Task objective »
Can you update every item below so that "would be appreciated" is replaced with "would help", leaving everything else unchanged?

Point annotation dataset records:

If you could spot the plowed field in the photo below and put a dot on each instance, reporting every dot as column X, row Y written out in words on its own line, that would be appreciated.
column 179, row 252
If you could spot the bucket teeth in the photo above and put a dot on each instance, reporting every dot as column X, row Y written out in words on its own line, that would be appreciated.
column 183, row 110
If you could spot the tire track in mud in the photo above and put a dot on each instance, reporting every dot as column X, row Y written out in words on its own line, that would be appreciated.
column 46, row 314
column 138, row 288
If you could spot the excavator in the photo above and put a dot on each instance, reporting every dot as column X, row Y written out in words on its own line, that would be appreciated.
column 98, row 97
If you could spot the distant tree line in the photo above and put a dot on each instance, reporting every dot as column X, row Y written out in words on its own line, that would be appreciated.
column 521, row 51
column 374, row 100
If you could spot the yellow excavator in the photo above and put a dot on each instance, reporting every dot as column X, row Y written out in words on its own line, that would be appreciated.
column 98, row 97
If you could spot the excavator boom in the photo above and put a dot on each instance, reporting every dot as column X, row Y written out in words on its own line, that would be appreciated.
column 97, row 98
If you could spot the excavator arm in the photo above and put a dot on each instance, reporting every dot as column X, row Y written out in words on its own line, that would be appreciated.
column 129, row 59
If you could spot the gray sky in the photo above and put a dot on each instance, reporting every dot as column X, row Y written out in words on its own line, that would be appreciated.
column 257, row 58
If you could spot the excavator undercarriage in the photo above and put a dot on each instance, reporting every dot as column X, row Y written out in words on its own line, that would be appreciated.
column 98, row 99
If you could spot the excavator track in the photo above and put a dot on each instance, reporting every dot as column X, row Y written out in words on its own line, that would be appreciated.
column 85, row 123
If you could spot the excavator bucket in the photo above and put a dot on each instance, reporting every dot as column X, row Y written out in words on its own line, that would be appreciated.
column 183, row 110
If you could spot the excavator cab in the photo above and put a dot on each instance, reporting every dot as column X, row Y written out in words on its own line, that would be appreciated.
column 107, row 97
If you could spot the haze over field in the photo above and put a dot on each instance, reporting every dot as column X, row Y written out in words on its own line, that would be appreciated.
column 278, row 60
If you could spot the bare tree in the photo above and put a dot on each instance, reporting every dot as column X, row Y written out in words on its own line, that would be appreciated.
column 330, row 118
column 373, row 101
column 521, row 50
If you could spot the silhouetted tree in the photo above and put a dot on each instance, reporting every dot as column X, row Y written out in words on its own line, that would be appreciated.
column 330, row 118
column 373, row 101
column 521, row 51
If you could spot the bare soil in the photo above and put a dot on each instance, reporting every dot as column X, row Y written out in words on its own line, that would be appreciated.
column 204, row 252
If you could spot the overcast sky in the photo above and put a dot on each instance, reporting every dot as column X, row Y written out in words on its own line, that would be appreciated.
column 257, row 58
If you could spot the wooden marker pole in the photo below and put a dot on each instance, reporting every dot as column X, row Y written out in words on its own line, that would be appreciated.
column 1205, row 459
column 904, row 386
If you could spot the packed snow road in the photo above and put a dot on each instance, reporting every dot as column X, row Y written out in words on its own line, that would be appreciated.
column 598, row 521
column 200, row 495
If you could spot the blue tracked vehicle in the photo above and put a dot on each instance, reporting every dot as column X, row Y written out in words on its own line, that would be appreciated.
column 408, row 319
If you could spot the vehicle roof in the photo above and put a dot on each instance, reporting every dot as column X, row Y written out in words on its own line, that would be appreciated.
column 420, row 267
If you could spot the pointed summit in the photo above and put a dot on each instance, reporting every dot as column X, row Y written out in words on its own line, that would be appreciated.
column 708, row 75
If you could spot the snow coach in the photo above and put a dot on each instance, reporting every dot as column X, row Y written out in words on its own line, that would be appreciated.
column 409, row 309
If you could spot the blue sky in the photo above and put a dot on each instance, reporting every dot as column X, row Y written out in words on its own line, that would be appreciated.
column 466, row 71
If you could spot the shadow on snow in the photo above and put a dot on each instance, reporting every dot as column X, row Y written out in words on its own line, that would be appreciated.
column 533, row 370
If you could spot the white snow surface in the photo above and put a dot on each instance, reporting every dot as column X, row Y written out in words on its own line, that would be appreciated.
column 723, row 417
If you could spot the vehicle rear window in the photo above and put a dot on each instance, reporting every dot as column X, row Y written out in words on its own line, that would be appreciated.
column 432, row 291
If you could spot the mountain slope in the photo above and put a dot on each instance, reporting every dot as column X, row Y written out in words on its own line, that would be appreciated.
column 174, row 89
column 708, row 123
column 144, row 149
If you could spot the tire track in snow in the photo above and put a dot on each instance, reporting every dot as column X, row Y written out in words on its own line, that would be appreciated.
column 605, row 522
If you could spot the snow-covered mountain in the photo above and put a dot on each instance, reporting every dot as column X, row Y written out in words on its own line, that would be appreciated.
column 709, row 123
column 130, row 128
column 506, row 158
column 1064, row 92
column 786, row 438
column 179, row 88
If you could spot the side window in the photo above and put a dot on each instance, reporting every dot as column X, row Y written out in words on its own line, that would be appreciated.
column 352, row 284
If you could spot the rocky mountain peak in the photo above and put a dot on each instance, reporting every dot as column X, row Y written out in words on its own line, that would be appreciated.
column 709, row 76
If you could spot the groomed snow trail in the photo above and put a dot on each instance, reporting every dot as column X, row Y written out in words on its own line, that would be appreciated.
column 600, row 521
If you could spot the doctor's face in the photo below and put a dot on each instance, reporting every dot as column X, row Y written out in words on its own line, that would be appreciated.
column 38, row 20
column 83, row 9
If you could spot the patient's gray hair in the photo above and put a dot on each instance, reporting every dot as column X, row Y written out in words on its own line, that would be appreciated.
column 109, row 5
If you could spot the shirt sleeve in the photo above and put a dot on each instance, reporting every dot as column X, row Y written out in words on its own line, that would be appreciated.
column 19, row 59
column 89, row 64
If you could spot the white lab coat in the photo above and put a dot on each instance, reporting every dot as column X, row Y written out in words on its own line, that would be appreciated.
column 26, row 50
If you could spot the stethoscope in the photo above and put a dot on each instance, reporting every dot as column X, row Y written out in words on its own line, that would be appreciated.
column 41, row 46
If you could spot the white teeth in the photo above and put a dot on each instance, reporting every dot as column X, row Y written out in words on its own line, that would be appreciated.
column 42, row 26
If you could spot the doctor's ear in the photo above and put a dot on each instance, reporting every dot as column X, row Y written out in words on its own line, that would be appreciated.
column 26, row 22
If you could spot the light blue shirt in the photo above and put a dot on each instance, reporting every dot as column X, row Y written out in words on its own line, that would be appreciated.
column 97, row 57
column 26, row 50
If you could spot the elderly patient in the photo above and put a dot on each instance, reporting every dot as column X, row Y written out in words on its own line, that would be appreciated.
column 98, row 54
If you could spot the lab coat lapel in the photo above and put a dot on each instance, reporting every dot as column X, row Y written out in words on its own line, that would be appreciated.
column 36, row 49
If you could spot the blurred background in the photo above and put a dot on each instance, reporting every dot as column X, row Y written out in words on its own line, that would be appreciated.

Output of the exercise »
If you could spot the plowed field in the photo below and put a dot on each instance, reporting every dot as column X, row Y written out in words on its own line, that would help.
column 179, row 252
If you could spot the bucket teeth in the photo above and put a dot on each instance, reporting every dot as column X, row Y written out in words on its own line, that would help.
column 183, row 110
If you could spot the tire track in mud in the photo above and put a dot on each instance, reporting every dot as column X, row Y written out in words on its own line, that would help.
column 46, row 314
column 138, row 288
If you could spot the excavator in the photo above and put a dot on each instance, reporting every dot as column X, row Y written out in words on its own line, that would help.
column 98, row 97
If you could spot the distant tree line in the photo above and put a dot on each instance, reporting every dot as column X, row Y written out in words on its own line, that would help.
column 521, row 51
column 374, row 100
If you could spot the yellow excavator in the photo above and put a dot on each instance, reporting every dot as column X, row Y written out in words on its own line, that would help.
column 98, row 97
If you could spot the excavator boom in the photo above and put a dot on each instance, reporting every dot as column X, row Y written out in words on its own line, that would help.
column 97, row 98
If you could spot the excavator arm in the photo above and put a dot on each instance, reporting every dot as column X, row Y written out in words on its own line, that would help.
column 129, row 59
If you could spot the gray sky in the photo above and put a dot on each instance, reporting every dot as column X, row Y written out in words on its own line, that would help.
column 257, row 58
If you could spot the excavator undercarriage in the photo above and put a dot on each instance, reporting every dot as column X, row Y written out in words on its own line, that would help.
column 98, row 99
If you could spot the excavator track in the photo above and put a dot on each instance, reporting every dot as column X, row Y written out in words on its own line, that would help.
column 85, row 123
If you could spot the excavator bucket in the photo above and put a dot on each instance, reporting every dot as column X, row Y written out in words on its own line, that would help.
column 183, row 110
If you could spot the excavator cab in the photo above and put a dot on each instance, reporting every dot as column X, row Y written out in words on its own line, that would help.
column 107, row 97
If you could spot the haze over field in the photo above and put a dot on each instance, reporting every dot as column X, row Y written out in words on its own line, that would help.
column 278, row 60
If you could spot the bare tree in the photo above and put a dot on each instance, reporting every dot as column X, row Y written out in words on its own line, that would help.
column 330, row 118
column 373, row 101
column 521, row 50
If you could spot the silhouetted tree in the photo above and put a dot on each instance, reporting every dot as column X, row Y written out in words on its own line, that would help.
column 330, row 118
column 373, row 101
column 521, row 51
If you could spot the bare soil in the photo above and put a dot on each instance, reporting every dot as column X, row Y written out in words on its own line, that would help.
column 204, row 252
If you could spot the overcast sky in the photo above and put a dot on each instance, reporting every dot as column X, row Y written out in words on its own line, that would help.
column 257, row 58
If you could spot the wooden marker pole in the photo below and put a dot on each instance, reporting every dot as column X, row Y written out in words on its own line, that would help.
column 1205, row 459
column 904, row 386
If you could spot the packed snow road in the photo above and put a dot on each instance, reporting every dot as column X, row Y written out in words on its own line, that would help.
column 598, row 521
column 200, row 495
If you could spot the blue tracked vehicle in the photo above and put a dot on each instance, reporting every dot as column X, row Y written out in words on its own line, that would help.
column 408, row 319
If you could spot the vehicle roof in the photo above and put a dot on each instance, reporting every dot as column X, row Y written out in words on its own line, that would help.
column 420, row 267
If you could spot the pointed summit in the photo above and put a dot on each instance, reporting every dot as column X, row Y written out in words on its own line, that would help.
column 708, row 75
If you could spot the snow coach in the photo above and put a dot on each instance, reporting every dot as column X, row Y written out in words on its own line, that would help.
column 409, row 309
If you could spot the blue sky in the photo above and put a dot on each instance, reporting every dot as column X, row Y written out in words on its own line, that would help.
column 466, row 71
If you could spot the shadow on snow in the photo above and put a dot on each instance, reporting every dot as column X, row Y written out in words on its own line, that would help.
column 533, row 370
If you could spot the white snow surface in the photo above and put a dot on each instance, reporting every dot as column X, row Y written out in words on its own line, that would help.
column 723, row 417
If you could spot the vehicle rear window in the photo above and put a dot on each instance, reporting every dot as column X, row Y written out in words on its own line, that would help.
column 432, row 291
If you could spot the mountain slope in the photo above and put a dot on each instance, reporting every dot as column X, row Y written out in words on its own line, that would help.
column 174, row 89
column 708, row 123
column 144, row 149
If you could spot the tire track in snow in the photo above and put a dot on each instance, reporting every dot as column X, row Y written out in words on its own line, that would help.
column 605, row 522
If you could spot the snow-covered mountain in the photo above and put a dot on each instance, reporting every dot as column X, row Y written out in words on its own line, that would help.
column 709, row 123
column 130, row 128
column 506, row 158
column 1064, row 92
column 786, row 438
column 179, row 88
If you could spot the side window in the photo above and put a dot on each instance, reporting every dot as column X, row Y written out in words on its own line, that would help.
column 352, row 284
If you could spot the rocky mountain peak in the photo above and put a dot on each instance, reporting every dot as column X, row Y written out in words on its own line, that would help.
column 709, row 76
If you could spot the groomed snow trail in the photo above and put a dot on each instance, reporting every dot as column X, row Y written out in words on its own line, that would help.
column 600, row 521
If you could spot the doctor's face in the photo below and put a dot on each instance, reporting every dot as column X, row Y written out in words on its own line, that would help.
column 38, row 20
column 83, row 9
If you could spot the patient's gray hair in the photo above and put a dot on each instance, reporting every dot as column X, row Y written out in words on its own line, that would help.
column 109, row 5
If you could spot the shirt sleeve in the photo above and put a dot on each instance, reporting every dot as column X, row Y written out in words on its own line, that would help.
column 19, row 59
column 89, row 64
If you could spot the white lab coat in the photo above and put a dot on each instance, reporting every dot as column X, row Y written out in words on its own line, that would help.
column 26, row 50
If you could spot the stethoscope in the photo above and put a dot on each instance, reporting every dot as column X, row Y written out in words on its own line, that would help.
column 41, row 46
If you could spot the white teeth in the photo above and put a dot on each instance, reporting every dot as column X, row Y written out in words on its own line, that would help.
column 42, row 26
If you could spot the doctor's ear in the photo above and put a dot on each instance, reporting every dot as column X, row Y written out in words on its own line, that would help.
column 26, row 22
If you could spot the light blue shirt in the photo above and put a dot on each instance, reporting every dot as column X, row Y written out in words on its own line, that would help.
column 97, row 57
column 26, row 50
If you could spot the elderly patient in the photo above and put a dot on each instance, reporting every dot as column X, row Y written out in words on its own line, that would help.
column 98, row 54
If you could spot the lab coat lapel in the photo above and put a dot on each instance, reporting every dot as column X, row Y written out in words on its own line, that would help.
column 36, row 49
If you could spot the blurred background in the photo above and put a dot on each instance, reporting every dot as column X, row Y written out in words on its own line, that would help.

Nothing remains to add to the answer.